What to work on
What you return must be exactly the lines running from the one with "negative clicks: (38, 5) (21, 2)" to the end of the data below, inclusive, and nothing more.
======== Data to use ========
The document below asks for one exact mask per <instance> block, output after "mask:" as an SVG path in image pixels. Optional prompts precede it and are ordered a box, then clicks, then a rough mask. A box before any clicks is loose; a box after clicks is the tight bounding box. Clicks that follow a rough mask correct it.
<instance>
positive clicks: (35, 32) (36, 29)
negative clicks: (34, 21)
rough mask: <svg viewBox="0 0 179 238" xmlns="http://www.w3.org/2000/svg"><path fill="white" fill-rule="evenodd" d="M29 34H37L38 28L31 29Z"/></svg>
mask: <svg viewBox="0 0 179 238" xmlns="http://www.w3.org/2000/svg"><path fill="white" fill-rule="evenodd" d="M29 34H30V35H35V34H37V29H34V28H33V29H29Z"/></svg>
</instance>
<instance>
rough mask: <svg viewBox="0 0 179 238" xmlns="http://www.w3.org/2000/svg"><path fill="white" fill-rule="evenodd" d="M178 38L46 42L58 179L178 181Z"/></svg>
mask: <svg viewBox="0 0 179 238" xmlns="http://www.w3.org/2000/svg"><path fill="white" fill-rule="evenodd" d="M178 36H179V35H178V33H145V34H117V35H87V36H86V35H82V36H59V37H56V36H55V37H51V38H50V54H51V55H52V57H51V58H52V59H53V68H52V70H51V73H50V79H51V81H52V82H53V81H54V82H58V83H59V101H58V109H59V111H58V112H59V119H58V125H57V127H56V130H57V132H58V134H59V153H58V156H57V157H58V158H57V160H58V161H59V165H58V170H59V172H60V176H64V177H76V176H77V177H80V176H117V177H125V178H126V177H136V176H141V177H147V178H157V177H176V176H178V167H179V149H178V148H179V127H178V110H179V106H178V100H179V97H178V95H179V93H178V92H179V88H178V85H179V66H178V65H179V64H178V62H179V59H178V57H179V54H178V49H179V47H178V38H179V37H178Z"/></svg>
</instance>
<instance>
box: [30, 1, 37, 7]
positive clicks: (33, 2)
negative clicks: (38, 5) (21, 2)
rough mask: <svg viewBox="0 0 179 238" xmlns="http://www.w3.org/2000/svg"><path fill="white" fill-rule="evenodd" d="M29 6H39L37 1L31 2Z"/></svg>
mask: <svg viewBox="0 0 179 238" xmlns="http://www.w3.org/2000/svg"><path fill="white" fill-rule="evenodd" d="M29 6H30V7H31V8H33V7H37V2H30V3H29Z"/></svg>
========
Answer to the problem
negative clicks: (38, 5) (21, 2)
rough mask: <svg viewBox="0 0 179 238" xmlns="http://www.w3.org/2000/svg"><path fill="white" fill-rule="evenodd" d="M29 6H39L37 1L31 2Z"/></svg>
mask: <svg viewBox="0 0 179 238" xmlns="http://www.w3.org/2000/svg"><path fill="white" fill-rule="evenodd" d="M29 6H30V7H31V8H33V7H37V2H30V3H29Z"/></svg>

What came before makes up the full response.